• [What is asked]
Take the data below and repeat it exactly.

======== Data extract ========

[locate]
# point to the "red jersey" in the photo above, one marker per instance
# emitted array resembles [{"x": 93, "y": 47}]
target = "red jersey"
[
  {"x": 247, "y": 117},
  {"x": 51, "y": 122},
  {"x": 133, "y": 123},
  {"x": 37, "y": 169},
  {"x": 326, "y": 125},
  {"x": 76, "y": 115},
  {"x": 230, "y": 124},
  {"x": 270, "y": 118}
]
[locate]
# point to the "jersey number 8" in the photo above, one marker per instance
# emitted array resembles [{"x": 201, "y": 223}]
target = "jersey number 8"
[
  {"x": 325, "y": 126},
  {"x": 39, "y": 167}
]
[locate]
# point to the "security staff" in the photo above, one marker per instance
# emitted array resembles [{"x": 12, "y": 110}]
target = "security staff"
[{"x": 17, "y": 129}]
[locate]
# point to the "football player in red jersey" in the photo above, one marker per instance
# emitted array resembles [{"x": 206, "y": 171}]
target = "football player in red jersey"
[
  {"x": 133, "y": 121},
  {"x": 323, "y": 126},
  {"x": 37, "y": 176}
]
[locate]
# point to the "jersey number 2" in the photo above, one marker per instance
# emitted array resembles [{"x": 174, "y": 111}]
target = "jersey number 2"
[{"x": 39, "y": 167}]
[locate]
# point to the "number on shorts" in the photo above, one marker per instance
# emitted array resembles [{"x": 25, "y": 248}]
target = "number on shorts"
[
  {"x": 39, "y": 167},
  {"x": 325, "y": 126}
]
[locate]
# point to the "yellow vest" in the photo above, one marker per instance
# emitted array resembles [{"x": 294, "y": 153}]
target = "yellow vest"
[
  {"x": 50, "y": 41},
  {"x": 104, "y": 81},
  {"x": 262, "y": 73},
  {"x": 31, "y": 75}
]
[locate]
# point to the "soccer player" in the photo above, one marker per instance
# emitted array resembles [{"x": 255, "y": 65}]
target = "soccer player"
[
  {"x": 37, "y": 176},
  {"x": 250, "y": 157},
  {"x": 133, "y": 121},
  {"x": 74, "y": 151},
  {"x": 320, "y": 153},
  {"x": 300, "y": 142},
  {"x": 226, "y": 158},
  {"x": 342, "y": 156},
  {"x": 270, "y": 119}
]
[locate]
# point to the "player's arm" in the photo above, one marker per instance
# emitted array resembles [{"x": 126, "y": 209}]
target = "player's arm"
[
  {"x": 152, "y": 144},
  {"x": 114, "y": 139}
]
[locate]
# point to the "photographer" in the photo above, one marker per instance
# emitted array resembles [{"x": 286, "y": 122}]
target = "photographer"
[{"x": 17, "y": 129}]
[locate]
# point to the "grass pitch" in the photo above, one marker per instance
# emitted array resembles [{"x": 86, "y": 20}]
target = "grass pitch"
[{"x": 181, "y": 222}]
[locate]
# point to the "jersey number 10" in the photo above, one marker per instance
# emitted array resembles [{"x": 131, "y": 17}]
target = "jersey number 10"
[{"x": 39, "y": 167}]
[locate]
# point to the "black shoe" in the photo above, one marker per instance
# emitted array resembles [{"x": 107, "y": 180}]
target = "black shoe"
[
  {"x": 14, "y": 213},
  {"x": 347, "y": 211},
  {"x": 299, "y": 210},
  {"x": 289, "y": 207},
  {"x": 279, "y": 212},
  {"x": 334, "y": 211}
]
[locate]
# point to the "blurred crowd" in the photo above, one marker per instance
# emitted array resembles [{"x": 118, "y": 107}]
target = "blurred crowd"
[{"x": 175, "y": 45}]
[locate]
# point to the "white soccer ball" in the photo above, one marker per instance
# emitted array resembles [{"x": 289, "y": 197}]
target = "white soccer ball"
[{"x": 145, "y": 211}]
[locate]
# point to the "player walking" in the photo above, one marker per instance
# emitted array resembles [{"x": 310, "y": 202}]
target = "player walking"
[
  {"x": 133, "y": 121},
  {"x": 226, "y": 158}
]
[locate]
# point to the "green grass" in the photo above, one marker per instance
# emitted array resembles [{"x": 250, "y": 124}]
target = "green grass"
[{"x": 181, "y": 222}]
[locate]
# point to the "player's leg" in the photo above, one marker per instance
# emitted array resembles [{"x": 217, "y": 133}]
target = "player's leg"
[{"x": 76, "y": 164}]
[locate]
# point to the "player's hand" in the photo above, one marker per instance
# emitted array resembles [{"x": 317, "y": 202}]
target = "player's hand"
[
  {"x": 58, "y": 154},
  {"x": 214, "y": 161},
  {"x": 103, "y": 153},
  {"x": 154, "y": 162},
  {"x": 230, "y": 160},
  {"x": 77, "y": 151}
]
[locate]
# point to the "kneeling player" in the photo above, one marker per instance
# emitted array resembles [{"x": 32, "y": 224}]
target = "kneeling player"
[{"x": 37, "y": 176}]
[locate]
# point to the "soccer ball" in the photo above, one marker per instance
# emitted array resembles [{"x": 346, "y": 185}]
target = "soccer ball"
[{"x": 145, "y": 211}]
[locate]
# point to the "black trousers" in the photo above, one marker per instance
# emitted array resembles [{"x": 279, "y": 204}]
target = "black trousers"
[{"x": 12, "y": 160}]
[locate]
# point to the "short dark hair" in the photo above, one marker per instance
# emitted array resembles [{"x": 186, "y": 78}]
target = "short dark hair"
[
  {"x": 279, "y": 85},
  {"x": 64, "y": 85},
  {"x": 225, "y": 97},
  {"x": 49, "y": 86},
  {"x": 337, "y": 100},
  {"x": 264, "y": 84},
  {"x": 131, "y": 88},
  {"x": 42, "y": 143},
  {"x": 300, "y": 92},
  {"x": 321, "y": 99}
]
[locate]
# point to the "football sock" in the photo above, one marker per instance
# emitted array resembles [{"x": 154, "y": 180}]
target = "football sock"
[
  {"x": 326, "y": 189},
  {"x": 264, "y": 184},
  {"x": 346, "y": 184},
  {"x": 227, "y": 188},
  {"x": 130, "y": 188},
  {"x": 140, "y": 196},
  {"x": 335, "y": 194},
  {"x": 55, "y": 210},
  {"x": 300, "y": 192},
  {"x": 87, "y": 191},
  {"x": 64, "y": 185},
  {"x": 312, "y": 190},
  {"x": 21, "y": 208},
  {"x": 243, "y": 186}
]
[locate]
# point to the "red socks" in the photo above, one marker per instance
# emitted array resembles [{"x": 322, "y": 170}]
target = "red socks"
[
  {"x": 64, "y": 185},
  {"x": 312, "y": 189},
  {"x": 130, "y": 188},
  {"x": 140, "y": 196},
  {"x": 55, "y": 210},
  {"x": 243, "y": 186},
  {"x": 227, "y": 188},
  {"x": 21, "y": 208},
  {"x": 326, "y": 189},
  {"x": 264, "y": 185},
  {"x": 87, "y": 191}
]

========

• [Output for this exercise]
[locate]
# point to the "red jersey" in the photo above, one marker per instance
# emitted array resembles [{"x": 93, "y": 47}]
target = "red jersey"
[
  {"x": 247, "y": 117},
  {"x": 51, "y": 122},
  {"x": 133, "y": 123},
  {"x": 37, "y": 169},
  {"x": 326, "y": 125},
  {"x": 76, "y": 115},
  {"x": 230, "y": 124},
  {"x": 270, "y": 118}
]
[locate]
# point to the "jersey number 8" in the photo above, one marker per instance
# emitted array resembles [{"x": 201, "y": 223}]
target = "jersey number 8"
[
  {"x": 325, "y": 126},
  {"x": 39, "y": 167}
]
[locate]
# point to the "security staff" in the photo above, one marker per instance
# emitted array resembles [{"x": 12, "y": 110}]
target = "security staff"
[{"x": 17, "y": 129}]
[locate]
# point to the "football player in red jersey" in the photo above, one marker per instance
# emitted array resembles [{"x": 206, "y": 171}]
target = "football player in red jersey"
[
  {"x": 133, "y": 121},
  {"x": 323, "y": 126},
  {"x": 37, "y": 176}
]
[locate]
# point to the "jersey number 2" in the photo above, one marker per instance
# emitted array resembles [{"x": 174, "y": 111}]
target = "jersey number 2"
[{"x": 39, "y": 167}]
[locate]
# point to the "number on shorts" in the photo above, one marker per instance
# emitted array resembles [{"x": 25, "y": 248}]
target = "number on shorts"
[
  {"x": 39, "y": 167},
  {"x": 325, "y": 126}
]
[locate]
# point to the "yellow vest" in the photo above, one marker per instance
# emitted array resembles [{"x": 294, "y": 153}]
target = "yellow vest"
[
  {"x": 50, "y": 41},
  {"x": 104, "y": 81},
  {"x": 262, "y": 73},
  {"x": 31, "y": 75}
]
[locate]
# point to the "soccer player" in the photo above, one marker per instance
# emitted array resembles [{"x": 255, "y": 65}]
target = "soccer player"
[
  {"x": 37, "y": 176},
  {"x": 250, "y": 157},
  {"x": 133, "y": 121},
  {"x": 74, "y": 151},
  {"x": 320, "y": 153},
  {"x": 300, "y": 142},
  {"x": 226, "y": 158},
  {"x": 342, "y": 156},
  {"x": 270, "y": 119}
]
[locate]
# point to the "player's arm" in the photo above, one marker per instance
# emitted array resembles [{"x": 126, "y": 209}]
target = "player's arm"
[
  {"x": 152, "y": 144},
  {"x": 114, "y": 139}
]
[locate]
# point to the "photographer" in the photo above, one marker per instance
# emitted array resembles [{"x": 286, "y": 122}]
target = "photographer"
[{"x": 17, "y": 129}]
[locate]
# point to the "grass pitch" in the photo above, one marker per instance
# emitted array resembles [{"x": 86, "y": 20}]
target = "grass pitch"
[{"x": 181, "y": 222}]
[locate]
# point to the "jersey number 10" in the photo above, one marker per instance
# emitted array resembles [{"x": 131, "y": 17}]
target = "jersey number 10"
[{"x": 39, "y": 167}]
[locate]
# point to the "black shoe" in the photo above, one marker per instance
# emitted array resembles [{"x": 107, "y": 180}]
target = "black shoe"
[
  {"x": 14, "y": 213},
  {"x": 347, "y": 211},
  {"x": 299, "y": 210},
  {"x": 289, "y": 207},
  {"x": 279, "y": 212},
  {"x": 334, "y": 211}
]
[locate]
# point to the "blurred crowd" in the photo above, one marker per instance
# emitted array resembles [{"x": 118, "y": 107}]
target = "blurred crowd"
[{"x": 175, "y": 45}]
[locate]
# point to the "white soccer ball" in the photo above, one marker per instance
# emitted array resembles [{"x": 289, "y": 197}]
target = "white soccer ball"
[{"x": 145, "y": 211}]
[locate]
# point to the "player walking" in the photo above, one marker per instance
# emitted array resembles [{"x": 310, "y": 202}]
target = "player walking"
[
  {"x": 133, "y": 121},
  {"x": 226, "y": 158}
]
[locate]
# point to the "green grass" in the photo above, one marker per instance
# emitted array resembles [{"x": 250, "y": 124}]
target = "green grass"
[{"x": 181, "y": 222}]
[locate]
# point to the "player's leg" in the photo above, one marker per instance
# emitted array resembles [{"x": 217, "y": 133}]
target = "player's leg"
[{"x": 76, "y": 164}]
[locate]
# point to the "player's hand" in the photo above, one marker per instance
# emitted array resembles [{"x": 317, "y": 202}]
target = "player's hand"
[
  {"x": 58, "y": 154},
  {"x": 214, "y": 161},
  {"x": 103, "y": 153},
  {"x": 154, "y": 162},
  {"x": 230, "y": 160},
  {"x": 77, "y": 151}
]
[locate]
# point to the "kneeling player" in the photo above, one marker per instance
# emitted array resembles [{"x": 32, "y": 224}]
target = "kneeling player"
[{"x": 37, "y": 176}]
[locate]
# point to the "soccer ball" in the photo above, one marker per instance
# emitted array resembles [{"x": 346, "y": 185}]
target = "soccer ball"
[{"x": 145, "y": 211}]
[locate]
# point to the "black trousers" in the photo above, one marker per instance
# emitted array resembles [{"x": 279, "y": 204}]
target = "black trousers"
[{"x": 12, "y": 160}]
[locate]
# point to the "short dark hair" in the photo above, one marker per instance
# emitted array resembles [{"x": 186, "y": 78}]
target = "short dark hair"
[
  {"x": 279, "y": 85},
  {"x": 64, "y": 85},
  {"x": 225, "y": 97},
  {"x": 49, "y": 86},
  {"x": 337, "y": 100},
  {"x": 264, "y": 84},
  {"x": 131, "y": 88},
  {"x": 42, "y": 143},
  {"x": 300, "y": 92},
  {"x": 321, "y": 99}
]
[locate]
# point to the "football sock" in the photo above, one marker per instance
# emitted array resembles [{"x": 154, "y": 180}]
target = "football sock"
[
  {"x": 326, "y": 189},
  {"x": 264, "y": 184},
  {"x": 346, "y": 184},
  {"x": 227, "y": 188},
  {"x": 130, "y": 188},
  {"x": 140, "y": 196},
  {"x": 335, "y": 194},
  {"x": 55, "y": 210},
  {"x": 300, "y": 192},
  {"x": 87, "y": 191},
  {"x": 64, "y": 185},
  {"x": 312, "y": 190},
  {"x": 21, "y": 208},
  {"x": 243, "y": 186}
]
[locate]
# point to the "red socks" in the photo above, one marker per instance
# emitted array resembles [{"x": 322, "y": 170}]
target = "red socks"
[
  {"x": 64, "y": 185},
  {"x": 312, "y": 189},
  {"x": 130, "y": 188},
  {"x": 140, "y": 196},
  {"x": 55, "y": 210},
  {"x": 243, "y": 186},
  {"x": 227, "y": 188},
  {"x": 21, "y": 208},
  {"x": 326, "y": 189},
  {"x": 264, "y": 185},
  {"x": 87, "y": 191}
]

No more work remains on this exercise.